» **INPUT DATA**
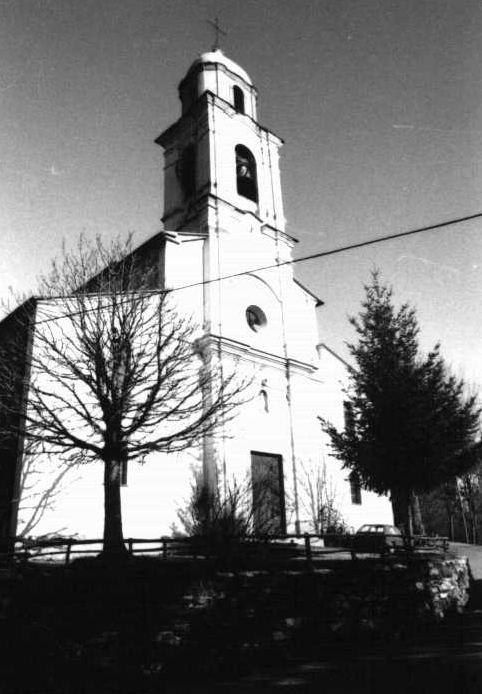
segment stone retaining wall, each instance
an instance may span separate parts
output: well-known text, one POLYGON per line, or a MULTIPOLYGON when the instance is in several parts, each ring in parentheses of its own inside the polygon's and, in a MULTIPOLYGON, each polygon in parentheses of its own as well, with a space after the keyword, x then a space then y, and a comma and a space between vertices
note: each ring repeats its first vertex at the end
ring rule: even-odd
POLYGON ((346 635, 410 634, 460 613, 469 599, 469 585, 465 558, 379 565, 371 580, 335 591, 329 628, 346 635))
POLYGON ((442 557, 326 562, 313 571, 202 567, 27 567, 1 582, 0 629, 34 658, 32 672, 121 676, 156 689, 182 677, 186 663, 190 677, 219 677, 316 657, 340 640, 349 649, 418 638, 463 609, 470 581, 466 559, 442 557))
POLYGON ((175 662, 187 655, 210 672, 276 661, 280 652, 316 655, 340 639, 414 638, 461 612, 469 583, 464 558, 218 573, 193 586, 177 621, 158 633, 159 657, 179 650, 175 662))

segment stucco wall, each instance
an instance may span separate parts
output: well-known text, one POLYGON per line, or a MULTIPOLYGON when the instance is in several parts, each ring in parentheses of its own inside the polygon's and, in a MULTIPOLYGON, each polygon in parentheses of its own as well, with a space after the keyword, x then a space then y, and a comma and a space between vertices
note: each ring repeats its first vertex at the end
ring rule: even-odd
MULTIPOLYGON (((200 245, 196 242, 190 248, 199 259, 200 245)), ((184 281, 185 277, 181 279, 184 281)), ((211 450, 221 489, 229 487, 235 480, 237 484, 249 487, 251 453, 264 452, 282 458, 288 530, 295 529, 296 506, 301 529, 311 528, 312 513, 306 500, 306 482, 307 476, 316 475, 321 468, 328 472, 327 484, 333 503, 349 527, 357 529, 364 522, 392 522, 391 506, 385 497, 363 491, 362 504, 351 503, 347 471, 341 469, 340 463, 331 455, 321 429, 319 417, 342 425, 345 366, 326 352, 322 353, 318 371, 308 365, 291 365, 288 373, 281 356, 284 349, 282 317, 276 295, 255 277, 243 278, 241 288, 239 295, 233 292, 224 304, 224 334, 237 340, 223 343, 223 368, 225 375, 236 372, 239 379, 249 380, 250 386, 244 394, 246 402, 235 419, 224 428, 220 427, 213 439, 211 450), (250 291, 255 298, 250 298, 250 291), (227 310, 231 298, 234 303, 236 296, 244 303, 257 300, 267 308, 271 332, 267 329, 264 336, 249 334, 252 331, 241 308, 239 315, 234 310, 227 310), (261 346, 266 349, 262 350, 261 346), (261 389, 265 396, 261 396, 261 389)), ((189 290, 184 294, 184 305, 191 310, 200 296, 202 292, 199 289, 197 292, 189 290)), ((52 317, 62 310, 59 303, 44 304, 39 318, 52 317)), ((59 331, 67 330, 65 322, 57 321, 56 324, 59 331)), ((310 326, 311 322, 307 327, 307 334, 311 335, 310 326)), ((192 467, 199 468, 200 456, 199 446, 182 454, 151 454, 142 465, 129 463, 128 485, 122 489, 127 537, 158 537, 170 533, 172 524, 178 523, 177 510, 189 500, 192 467)), ((25 465, 28 462, 26 460, 25 465)), ((49 503, 29 534, 100 537, 103 524, 102 475, 100 461, 75 465, 64 473, 59 456, 40 455, 34 461, 22 495, 18 532, 22 532, 31 519, 32 503, 42 495, 51 494, 49 503)))

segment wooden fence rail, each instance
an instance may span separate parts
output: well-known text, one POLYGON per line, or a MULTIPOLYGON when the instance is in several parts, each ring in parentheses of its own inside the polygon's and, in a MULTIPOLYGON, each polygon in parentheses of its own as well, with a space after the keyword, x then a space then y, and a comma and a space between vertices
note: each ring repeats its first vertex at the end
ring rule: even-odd
MULTIPOLYGON (((345 538, 348 536, 344 536, 345 538)), ((303 535, 270 535, 258 536, 250 535, 237 538, 245 548, 262 547, 264 551, 269 553, 292 553, 305 556, 306 560, 311 562, 313 552, 323 550, 324 554, 339 553, 348 551, 346 547, 340 547, 342 536, 336 534, 309 534, 303 535), (330 547, 323 547, 324 540, 328 540, 330 547), (315 546, 312 546, 312 542, 315 546)), ((191 557, 201 558, 209 557, 215 553, 212 544, 204 538, 200 537, 158 537, 158 538, 134 538, 125 539, 126 549, 131 555, 136 554, 155 554, 167 560, 170 557, 191 557)), ((229 544, 229 538, 226 538, 226 544, 229 544)), ((65 564, 69 564, 74 555, 89 555, 98 554, 102 549, 103 541, 99 539, 77 539, 77 538, 15 538, 15 549, 11 552, 11 556, 17 559, 55 557, 64 555, 65 564), (92 547, 96 546, 95 549, 92 547)), ((4 555, 5 556, 5 555, 4 555)))
MULTIPOLYGON (((328 554, 340 554, 354 551, 353 534, 340 533, 304 533, 287 535, 249 535, 243 538, 234 538, 241 543, 244 549, 259 549, 270 556, 290 556, 291 558, 304 558, 308 566, 312 566, 316 557, 328 554)), ((154 554, 169 558, 209 558, 216 554, 216 548, 205 538, 201 537, 157 537, 157 538, 126 538, 126 549, 131 555, 154 554)), ((42 559, 44 557, 64 556, 64 562, 68 565, 74 555, 99 554, 102 549, 102 539, 77 539, 77 538, 14 538, 10 546, 13 551, 3 553, 4 558, 42 559)), ((229 538, 225 538, 225 546, 229 546, 229 538)), ((218 545, 217 551, 220 546, 218 545)), ((415 536, 405 538, 403 548, 405 552, 415 551, 446 551, 448 538, 415 536)), ((376 553, 382 554, 382 552, 376 553)))

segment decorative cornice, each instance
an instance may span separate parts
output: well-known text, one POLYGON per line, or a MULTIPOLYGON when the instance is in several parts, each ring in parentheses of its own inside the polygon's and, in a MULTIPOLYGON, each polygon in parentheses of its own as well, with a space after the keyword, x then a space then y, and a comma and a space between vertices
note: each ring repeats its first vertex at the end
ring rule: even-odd
POLYGON ((276 236, 278 236, 291 248, 293 248, 295 243, 299 243, 298 239, 295 239, 294 236, 290 236, 290 234, 287 234, 286 231, 281 231, 281 229, 278 229, 277 227, 274 227, 271 224, 262 223, 261 233, 265 234, 266 236, 269 236, 271 239, 275 239, 276 236))
POLYGON ((219 70, 220 72, 224 72, 224 74, 228 75, 228 77, 235 78, 235 81, 241 82, 247 91, 250 91, 251 93, 254 93, 255 95, 258 94, 258 90, 254 86, 254 84, 247 82, 244 79, 244 77, 242 77, 237 72, 233 72, 223 63, 217 63, 217 62, 213 61, 213 62, 209 62, 209 63, 208 62, 196 63, 195 65, 191 66, 191 68, 188 70, 187 75, 179 82, 179 87, 178 87, 179 96, 181 95, 181 90, 184 87, 184 85, 187 84, 188 82, 190 82, 193 79, 193 77, 198 75, 200 72, 203 72, 204 70, 210 70, 210 71, 219 70))
MULTIPOLYGON (((154 142, 157 145, 166 148, 168 146, 171 136, 174 135, 177 129, 181 127, 181 125, 184 125, 189 119, 194 118, 196 116, 196 111, 200 110, 205 105, 205 102, 207 104, 208 101, 219 106, 222 105, 223 108, 228 108, 230 111, 233 112, 233 114, 237 113, 234 106, 230 104, 229 101, 226 101, 226 99, 223 99, 217 94, 211 92, 209 89, 206 89, 201 94, 201 96, 199 96, 198 99, 194 102, 189 111, 184 113, 175 123, 166 128, 166 130, 164 130, 158 137, 156 137, 154 142), (219 104, 217 102, 219 102, 219 104)), ((270 139, 273 140, 273 142, 275 142, 275 144, 277 144, 279 147, 281 147, 281 145, 284 144, 284 140, 281 137, 276 135, 276 133, 274 133, 272 130, 269 130, 263 125, 260 125, 258 121, 254 120, 254 118, 251 118, 251 116, 249 116, 247 113, 242 114, 242 116, 243 118, 247 118, 248 120, 250 120, 256 129, 262 130, 263 132, 267 133, 270 139)))
MULTIPOLYGON (((189 216, 186 217, 183 223, 188 223, 195 219, 196 216, 201 212, 203 206, 205 206, 206 204, 215 206, 216 203, 222 203, 223 205, 226 205, 227 207, 230 207, 232 210, 235 210, 236 212, 239 212, 241 214, 251 215, 256 219, 256 221, 259 222, 261 233, 265 234, 269 238, 275 239, 276 236, 278 236, 290 248, 292 248, 295 243, 298 243, 298 239, 295 239, 293 236, 290 236, 286 232, 281 231, 281 229, 277 229, 276 227, 271 226, 271 224, 266 224, 265 222, 263 222, 261 217, 258 214, 256 214, 256 212, 252 212, 251 210, 243 210, 240 207, 237 207, 237 205, 234 205, 232 202, 229 202, 229 200, 225 200, 224 198, 218 195, 214 195, 210 192, 202 192, 200 195, 198 195, 195 199, 191 201, 189 216)), ((175 217, 178 214, 185 213, 185 209, 186 208, 184 205, 176 207, 173 210, 170 210, 167 214, 163 215, 163 217, 161 217, 161 221, 165 222, 170 217, 175 217)))
POLYGON ((314 374, 317 370, 317 366, 309 362, 293 359, 292 357, 286 358, 281 354, 267 352, 266 350, 253 347, 247 342, 241 342, 240 340, 234 340, 233 338, 216 335, 214 333, 209 333, 207 337, 211 338, 217 345, 221 344, 221 348, 224 349, 224 351, 231 352, 231 354, 235 356, 243 356, 252 361, 262 361, 263 363, 268 361, 281 369, 285 369, 289 366, 289 368, 293 369, 295 372, 308 373, 310 375, 314 374))

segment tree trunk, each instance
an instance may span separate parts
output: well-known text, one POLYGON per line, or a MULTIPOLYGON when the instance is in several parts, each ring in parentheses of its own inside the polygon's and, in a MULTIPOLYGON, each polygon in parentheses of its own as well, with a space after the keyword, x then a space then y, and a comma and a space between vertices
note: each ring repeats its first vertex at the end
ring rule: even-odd
POLYGON ((425 535, 425 527, 422 519, 422 509, 420 508, 420 499, 415 492, 410 494, 410 506, 412 509, 413 532, 415 535, 425 535))
POLYGON ((410 499, 410 496, 407 497, 407 521, 406 521, 406 533, 408 535, 408 538, 410 542, 412 541, 413 537, 413 508, 412 508, 412 501, 410 499))
POLYGON ((449 536, 452 542, 455 541, 455 527, 454 527, 454 514, 451 511, 447 511, 449 519, 449 536))
POLYGON ((391 493, 393 520, 397 528, 407 530, 407 503, 405 495, 397 492, 391 493))
POLYGON ((465 542, 469 544, 469 529, 467 527, 467 518, 465 516, 465 511, 462 509, 462 522, 464 524, 464 534, 465 534, 465 542))
POLYGON ((462 498, 462 494, 460 492, 460 487, 458 485, 457 485, 457 492, 459 495, 460 511, 462 513, 462 522, 464 524, 465 542, 467 544, 469 544, 469 529, 467 528, 467 518, 465 517, 464 500, 462 498))
POLYGON ((403 530, 407 537, 425 533, 420 500, 414 491, 392 493, 392 508, 395 525, 403 530))
POLYGON ((104 547, 105 557, 122 557, 127 554, 122 533, 121 511, 121 463, 106 460, 104 464, 104 547))
POLYGON ((413 518, 411 506, 411 493, 408 491, 392 492, 393 519, 397 528, 405 535, 413 535, 413 518))

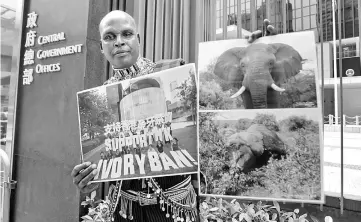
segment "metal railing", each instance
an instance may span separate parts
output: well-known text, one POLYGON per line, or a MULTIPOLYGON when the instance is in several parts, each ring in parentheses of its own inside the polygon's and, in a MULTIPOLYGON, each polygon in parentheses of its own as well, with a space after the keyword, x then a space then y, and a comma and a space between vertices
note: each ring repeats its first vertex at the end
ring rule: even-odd
MULTIPOLYGON (((325 125, 339 125, 341 124, 341 117, 335 117, 334 115, 330 114, 328 116, 324 116, 324 121, 323 123, 325 125)), ((361 116, 347 116, 347 115, 343 115, 342 116, 342 123, 344 126, 357 126, 357 127, 361 127, 361 116)))

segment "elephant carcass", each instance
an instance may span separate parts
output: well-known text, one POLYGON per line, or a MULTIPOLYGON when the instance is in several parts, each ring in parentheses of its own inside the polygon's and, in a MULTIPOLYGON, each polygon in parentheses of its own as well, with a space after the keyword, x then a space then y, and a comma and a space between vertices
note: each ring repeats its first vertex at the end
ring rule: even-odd
POLYGON ((244 172, 249 171, 255 165, 258 153, 251 149, 247 141, 248 137, 248 132, 239 132, 228 137, 226 142, 231 166, 238 167, 244 172))
POLYGON ((277 135, 276 132, 269 130, 266 126, 262 124, 253 124, 248 129, 247 132, 253 134, 258 133, 262 135, 263 147, 265 150, 270 150, 272 152, 277 152, 279 154, 285 154, 286 148, 283 140, 277 135))
POLYGON ((243 172, 252 170, 257 161, 264 161, 264 152, 285 154, 285 145, 277 133, 264 125, 254 124, 246 131, 238 132, 226 140, 231 166, 243 172))

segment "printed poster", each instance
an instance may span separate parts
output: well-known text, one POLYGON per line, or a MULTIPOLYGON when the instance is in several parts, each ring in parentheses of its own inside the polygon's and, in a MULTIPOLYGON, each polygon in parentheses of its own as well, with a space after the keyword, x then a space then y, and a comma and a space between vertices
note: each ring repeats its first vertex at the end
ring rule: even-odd
POLYGON ((194 64, 78 92, 93 182, 197 173, 196 96, 194 64))
POLYGON ((323 203, 314 32, 204 42, 198 58, 200 193, 323 203))

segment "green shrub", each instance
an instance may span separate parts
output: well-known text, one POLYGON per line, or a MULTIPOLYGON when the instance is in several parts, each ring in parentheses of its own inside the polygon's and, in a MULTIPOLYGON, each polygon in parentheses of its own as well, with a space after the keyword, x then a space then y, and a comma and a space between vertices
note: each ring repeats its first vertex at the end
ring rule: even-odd
POLYGON ((262 124, 271 131, 279 131, 279 125, 276 116, 273 114, 257 113, 252 124, 262 124))

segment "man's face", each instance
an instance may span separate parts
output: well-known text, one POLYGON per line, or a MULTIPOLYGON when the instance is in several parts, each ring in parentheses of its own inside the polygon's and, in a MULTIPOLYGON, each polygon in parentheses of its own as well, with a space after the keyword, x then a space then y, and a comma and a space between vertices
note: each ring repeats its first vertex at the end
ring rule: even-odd
POLYGON ((114 68, 134 65, 139 56, 139 40, 134 21, 125 16, 113 16, 100 26, 103 53, 114 68))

» **ASSIGNED TASK**
Lines with "segment" in them are what the answer must contain; copy each from the records above.

» **SOLUTION TO THIS TASK**
segment stone retaining wall, each instance
segment stucco wall, each instance
segment wooden fence rail, each instance
segment decorative cornice, each instance
segment tree trunk, each instance
segment "metal railing", each instance
segment "elephant carcass", each instance
segment "printed poster", each instance
segment "green shrub", each instance
segment "man's face", each instance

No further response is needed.